***** Exercise data *****

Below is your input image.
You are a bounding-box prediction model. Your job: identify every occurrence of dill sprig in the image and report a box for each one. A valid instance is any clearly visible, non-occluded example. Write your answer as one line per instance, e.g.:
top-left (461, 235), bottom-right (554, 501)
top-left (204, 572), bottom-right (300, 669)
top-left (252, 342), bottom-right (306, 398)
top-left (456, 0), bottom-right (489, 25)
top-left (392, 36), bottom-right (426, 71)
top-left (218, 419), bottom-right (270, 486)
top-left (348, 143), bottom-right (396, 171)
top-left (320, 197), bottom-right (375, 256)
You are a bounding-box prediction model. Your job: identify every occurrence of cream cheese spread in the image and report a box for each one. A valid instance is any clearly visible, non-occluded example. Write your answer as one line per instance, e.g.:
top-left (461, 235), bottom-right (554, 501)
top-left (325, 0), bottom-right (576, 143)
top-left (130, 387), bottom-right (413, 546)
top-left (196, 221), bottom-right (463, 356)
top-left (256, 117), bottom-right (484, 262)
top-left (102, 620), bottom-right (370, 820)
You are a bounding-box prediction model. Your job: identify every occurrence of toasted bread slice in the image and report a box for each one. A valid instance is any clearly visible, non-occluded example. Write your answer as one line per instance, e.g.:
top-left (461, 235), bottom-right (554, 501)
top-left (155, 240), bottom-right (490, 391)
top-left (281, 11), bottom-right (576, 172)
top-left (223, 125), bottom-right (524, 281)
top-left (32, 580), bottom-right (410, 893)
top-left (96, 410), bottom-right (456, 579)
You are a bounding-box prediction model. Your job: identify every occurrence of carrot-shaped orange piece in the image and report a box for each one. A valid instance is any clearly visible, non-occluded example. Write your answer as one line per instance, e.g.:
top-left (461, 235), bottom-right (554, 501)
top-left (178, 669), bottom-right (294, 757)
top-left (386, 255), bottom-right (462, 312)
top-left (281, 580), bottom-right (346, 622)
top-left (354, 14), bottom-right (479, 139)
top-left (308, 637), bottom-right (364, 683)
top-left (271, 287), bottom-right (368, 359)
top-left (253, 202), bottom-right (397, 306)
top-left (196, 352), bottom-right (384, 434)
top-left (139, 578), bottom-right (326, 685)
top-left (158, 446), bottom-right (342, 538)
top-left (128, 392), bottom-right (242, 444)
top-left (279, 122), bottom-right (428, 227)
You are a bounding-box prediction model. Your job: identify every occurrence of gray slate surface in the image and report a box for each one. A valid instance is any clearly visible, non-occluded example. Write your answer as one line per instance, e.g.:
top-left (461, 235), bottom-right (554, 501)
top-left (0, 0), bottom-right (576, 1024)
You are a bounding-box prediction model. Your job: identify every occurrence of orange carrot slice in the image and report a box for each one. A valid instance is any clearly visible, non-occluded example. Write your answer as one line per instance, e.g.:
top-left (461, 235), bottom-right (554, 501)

*****

§ **Goal**
Please copy the material above, starting at the line that contains "occurrence of toasted" and stopping after the line that contains "top-left (96, 410), bottom-right (456, 579)". Shift every coordinate in the answers up by 139, but leave the requests and their sample lines unchanged.

§ **Task result**
You are a bounding-box prediction model. Your job: identify every occurrence of toasted bread slice in the image and report a box for each one. A valid instance is any clearly visible, non-occluded example. Write your answer as one line per instance, e.g.:
top-left (461, 235), bottom-right (554, 501)
top-left (294, 379), bottom-right (629, 530)
top-left (420, 150), bottom-right (715, 311)
top-left (362, 264), bottom-right (663, 420)
top-left (171, 719), bottom-right (549, 1032)
top-left (235, 549), bottom-right (595, 718)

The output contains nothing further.